▶ INFORMATION SHOWN

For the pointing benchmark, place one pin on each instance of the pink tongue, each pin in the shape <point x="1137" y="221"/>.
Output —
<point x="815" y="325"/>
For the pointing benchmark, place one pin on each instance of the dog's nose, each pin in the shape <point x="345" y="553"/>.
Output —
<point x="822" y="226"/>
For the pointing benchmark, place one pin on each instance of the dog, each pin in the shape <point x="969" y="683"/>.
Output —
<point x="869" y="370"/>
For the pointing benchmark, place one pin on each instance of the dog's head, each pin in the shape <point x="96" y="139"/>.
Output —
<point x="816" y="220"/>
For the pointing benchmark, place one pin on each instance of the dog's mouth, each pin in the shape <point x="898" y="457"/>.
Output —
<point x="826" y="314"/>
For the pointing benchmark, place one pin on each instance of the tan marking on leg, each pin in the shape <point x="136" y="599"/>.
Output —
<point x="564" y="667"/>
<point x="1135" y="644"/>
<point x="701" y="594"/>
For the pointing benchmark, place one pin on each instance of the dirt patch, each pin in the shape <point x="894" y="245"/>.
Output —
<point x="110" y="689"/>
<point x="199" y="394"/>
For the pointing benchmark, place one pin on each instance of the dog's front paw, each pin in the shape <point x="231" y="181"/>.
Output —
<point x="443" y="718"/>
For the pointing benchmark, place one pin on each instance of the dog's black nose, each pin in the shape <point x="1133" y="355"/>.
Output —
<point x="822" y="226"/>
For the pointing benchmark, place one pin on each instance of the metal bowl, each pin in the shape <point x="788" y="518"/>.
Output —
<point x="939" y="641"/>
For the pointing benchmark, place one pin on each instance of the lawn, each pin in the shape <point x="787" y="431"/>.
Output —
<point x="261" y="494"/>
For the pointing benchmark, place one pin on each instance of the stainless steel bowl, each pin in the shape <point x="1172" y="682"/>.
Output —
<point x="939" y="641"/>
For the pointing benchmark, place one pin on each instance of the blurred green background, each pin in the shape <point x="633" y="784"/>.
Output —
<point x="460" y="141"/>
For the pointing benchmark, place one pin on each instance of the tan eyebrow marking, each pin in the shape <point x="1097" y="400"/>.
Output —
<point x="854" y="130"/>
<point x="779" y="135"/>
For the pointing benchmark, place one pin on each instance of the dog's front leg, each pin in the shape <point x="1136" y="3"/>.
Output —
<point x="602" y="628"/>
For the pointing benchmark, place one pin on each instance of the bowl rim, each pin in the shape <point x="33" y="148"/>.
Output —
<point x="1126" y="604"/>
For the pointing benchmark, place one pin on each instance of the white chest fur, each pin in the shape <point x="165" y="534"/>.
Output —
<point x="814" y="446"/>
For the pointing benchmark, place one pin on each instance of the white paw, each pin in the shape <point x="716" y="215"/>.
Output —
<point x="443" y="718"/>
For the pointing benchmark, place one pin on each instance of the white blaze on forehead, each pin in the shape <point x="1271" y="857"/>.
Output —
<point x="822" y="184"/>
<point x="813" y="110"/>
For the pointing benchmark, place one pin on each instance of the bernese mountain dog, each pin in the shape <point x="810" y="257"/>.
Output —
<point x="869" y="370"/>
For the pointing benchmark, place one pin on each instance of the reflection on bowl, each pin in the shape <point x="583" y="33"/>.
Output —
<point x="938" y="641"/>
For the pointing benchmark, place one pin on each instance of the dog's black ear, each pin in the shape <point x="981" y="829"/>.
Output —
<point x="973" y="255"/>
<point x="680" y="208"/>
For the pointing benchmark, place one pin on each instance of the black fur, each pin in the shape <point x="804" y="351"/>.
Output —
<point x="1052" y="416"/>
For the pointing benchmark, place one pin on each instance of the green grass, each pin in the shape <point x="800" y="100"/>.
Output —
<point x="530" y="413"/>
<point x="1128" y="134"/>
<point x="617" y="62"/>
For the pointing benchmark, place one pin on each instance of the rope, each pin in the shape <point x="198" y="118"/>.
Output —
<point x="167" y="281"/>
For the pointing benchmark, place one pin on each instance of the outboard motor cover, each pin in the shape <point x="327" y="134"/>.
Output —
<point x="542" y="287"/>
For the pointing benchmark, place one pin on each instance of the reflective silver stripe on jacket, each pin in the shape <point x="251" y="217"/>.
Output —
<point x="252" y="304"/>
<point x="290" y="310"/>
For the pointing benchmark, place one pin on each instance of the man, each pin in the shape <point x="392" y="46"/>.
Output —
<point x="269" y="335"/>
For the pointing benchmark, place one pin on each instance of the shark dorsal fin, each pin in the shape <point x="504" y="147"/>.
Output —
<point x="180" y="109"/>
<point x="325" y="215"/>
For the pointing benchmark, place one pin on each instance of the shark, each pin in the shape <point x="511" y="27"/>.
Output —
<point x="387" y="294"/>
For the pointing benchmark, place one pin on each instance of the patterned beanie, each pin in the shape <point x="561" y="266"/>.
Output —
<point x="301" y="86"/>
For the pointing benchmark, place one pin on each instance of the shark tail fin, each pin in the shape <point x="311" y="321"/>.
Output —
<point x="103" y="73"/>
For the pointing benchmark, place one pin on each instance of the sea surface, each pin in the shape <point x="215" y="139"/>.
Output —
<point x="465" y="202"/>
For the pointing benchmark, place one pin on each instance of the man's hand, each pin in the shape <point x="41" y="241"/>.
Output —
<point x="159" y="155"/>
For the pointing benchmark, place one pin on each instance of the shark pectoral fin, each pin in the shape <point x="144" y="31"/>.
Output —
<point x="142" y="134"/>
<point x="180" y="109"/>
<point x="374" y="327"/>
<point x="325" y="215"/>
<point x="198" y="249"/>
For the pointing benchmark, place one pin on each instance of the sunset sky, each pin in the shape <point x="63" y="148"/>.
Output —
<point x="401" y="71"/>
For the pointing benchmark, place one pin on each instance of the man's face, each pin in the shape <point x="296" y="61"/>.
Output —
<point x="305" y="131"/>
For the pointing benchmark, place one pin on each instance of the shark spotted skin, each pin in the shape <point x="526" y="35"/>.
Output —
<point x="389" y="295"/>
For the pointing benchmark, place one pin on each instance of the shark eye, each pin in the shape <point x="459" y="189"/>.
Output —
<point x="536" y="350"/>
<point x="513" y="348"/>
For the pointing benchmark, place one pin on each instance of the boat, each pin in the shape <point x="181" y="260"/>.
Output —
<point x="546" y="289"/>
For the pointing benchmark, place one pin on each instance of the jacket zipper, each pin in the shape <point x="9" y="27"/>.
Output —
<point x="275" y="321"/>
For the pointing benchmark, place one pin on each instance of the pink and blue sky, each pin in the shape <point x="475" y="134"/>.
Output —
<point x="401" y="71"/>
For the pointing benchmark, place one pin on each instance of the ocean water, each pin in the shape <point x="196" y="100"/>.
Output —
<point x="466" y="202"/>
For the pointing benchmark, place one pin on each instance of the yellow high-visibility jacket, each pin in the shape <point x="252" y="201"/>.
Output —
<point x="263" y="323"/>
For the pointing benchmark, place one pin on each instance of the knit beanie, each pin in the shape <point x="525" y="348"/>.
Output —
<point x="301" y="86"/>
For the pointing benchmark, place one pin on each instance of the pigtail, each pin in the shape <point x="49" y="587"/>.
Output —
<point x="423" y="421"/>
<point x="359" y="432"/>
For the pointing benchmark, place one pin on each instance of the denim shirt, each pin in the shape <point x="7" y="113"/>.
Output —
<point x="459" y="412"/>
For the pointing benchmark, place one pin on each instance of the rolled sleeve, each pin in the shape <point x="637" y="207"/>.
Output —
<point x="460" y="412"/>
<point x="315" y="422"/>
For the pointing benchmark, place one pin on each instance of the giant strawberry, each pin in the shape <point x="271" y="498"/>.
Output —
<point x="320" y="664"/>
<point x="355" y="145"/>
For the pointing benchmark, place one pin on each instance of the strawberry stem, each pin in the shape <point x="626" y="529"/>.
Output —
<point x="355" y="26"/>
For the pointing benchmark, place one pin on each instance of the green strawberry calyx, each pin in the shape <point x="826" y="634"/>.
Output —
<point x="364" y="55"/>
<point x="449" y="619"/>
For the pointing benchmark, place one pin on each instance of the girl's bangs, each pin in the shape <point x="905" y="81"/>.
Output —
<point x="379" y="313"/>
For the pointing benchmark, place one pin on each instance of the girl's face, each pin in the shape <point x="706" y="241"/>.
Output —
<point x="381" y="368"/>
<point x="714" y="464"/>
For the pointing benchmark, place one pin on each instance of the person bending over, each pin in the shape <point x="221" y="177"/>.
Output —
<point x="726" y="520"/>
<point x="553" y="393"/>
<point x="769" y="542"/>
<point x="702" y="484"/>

▶ DIRECTIONS FOR THIS TASK
Using the material above, reproduce exactly the line that contains "of the knit" and all lines after it through the last one, and only those.

▶ RESPONSE
For the pointing benchmark, place one pin on each instance of the knit beanie, each pin in the shape <point x="525" y="348"/>.
Output —
<point x="301" y="86"/>
For the pointing benchmark, place one pin on each instance of the pigtail, each pin in the shape <point x="49" y="587"/>.
Output —
<point x="423" y="421"/>
<point x="359" y="432"/>
For the pointing benchmark, place one pin on each instance of the denim shirt, each pin in the shape <point x="7" y="113"/>.
Output —
<point x="459" y="412"/>
For the pointing benchmark, place one pin on each instance of the rolled sleeve, each pin in the shape <point x="637" y="207"/>.
Output —
<point x="460" y="412"/>
<point x="315" y="422"/>
For the pointing benchmark, place one pin on each instance of the giant strawberry, each pin in the shape <point x="271" y="498"/>.
Output —
<point x="320" y="664"/>
<point x="355" y="145"/>
For the pointing benchmark, place one pin on each instance of the strawberry stem, each pin in the shape <point x="626" y="529"/>.
Output —
<point x="355" y="26"/>
For the pointing benchmark, place one pin on each instance of the green strawberry calyx, each pin in the shape <point x="826" y="634"/>.
Output —
<point x="364" y="55"/>
<point x="449" y="619"/>
For the pointing benchmark, place one pin on each instance of the girl's bangs, each pin in the shape <point x="905" y="81"/>.
Output —
<point x="379" y="313"/>
For the pointing benchmark, place one pin on each instance of the girl's face, each pin in the shape <point x="706" y="241"/>.
Output —
<point x="381" y="368"/>
<point x="714" y="464"/>
For the pointing benchmark, place one pin on each instance of the person bending over, each pin in the shape <point x="221" y="177"/>.
Output —
<point x="726" y="520"/>
<point x="553" y="393"/>
<point x="769" y="542"/>
<point x="702" y="484"/>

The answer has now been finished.